• **Your goal**:
Go through the records below and copy out every line that contains the word "kitten".

• **Data listing**:

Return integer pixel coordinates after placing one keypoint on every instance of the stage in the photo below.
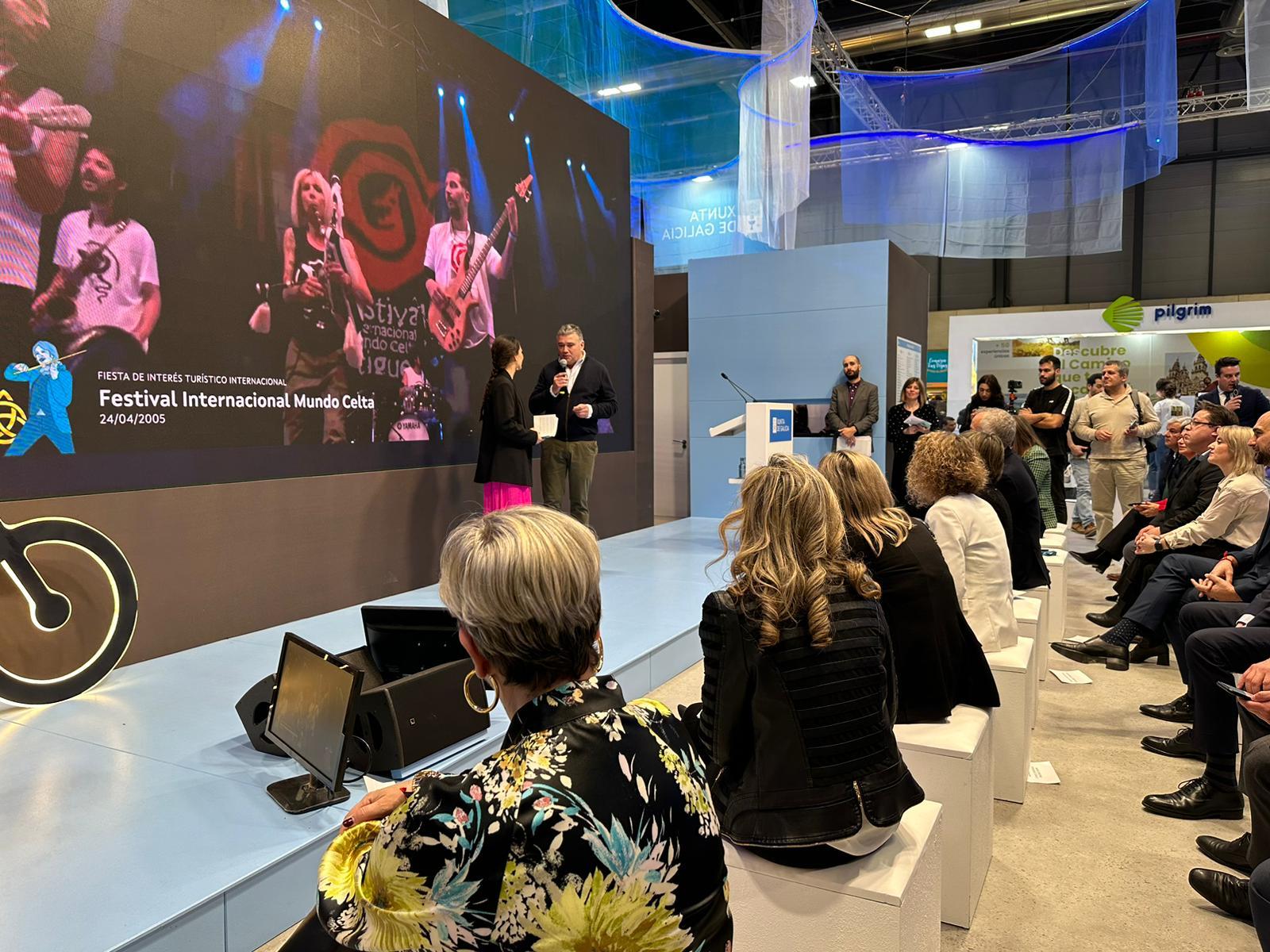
* * *
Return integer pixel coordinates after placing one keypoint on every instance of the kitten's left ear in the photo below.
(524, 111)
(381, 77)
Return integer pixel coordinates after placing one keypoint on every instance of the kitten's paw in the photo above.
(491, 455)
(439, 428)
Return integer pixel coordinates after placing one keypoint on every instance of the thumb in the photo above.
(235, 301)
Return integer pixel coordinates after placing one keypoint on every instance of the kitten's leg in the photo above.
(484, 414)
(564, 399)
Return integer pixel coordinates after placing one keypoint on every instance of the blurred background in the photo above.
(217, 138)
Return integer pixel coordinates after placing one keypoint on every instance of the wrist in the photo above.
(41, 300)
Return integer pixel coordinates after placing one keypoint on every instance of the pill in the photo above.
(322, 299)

• **Finished exercise**:
Return integer pixel coordinates after placing one keypoint on every instance of the kitten's left ear in the photo below.
Return integer pixel coordinates after placing one keypoint on every instance of the kitten's paw in the photo above.
Return integer pixel coordinates after placing one keypoint on every instance of the kitten's leg in the photo above.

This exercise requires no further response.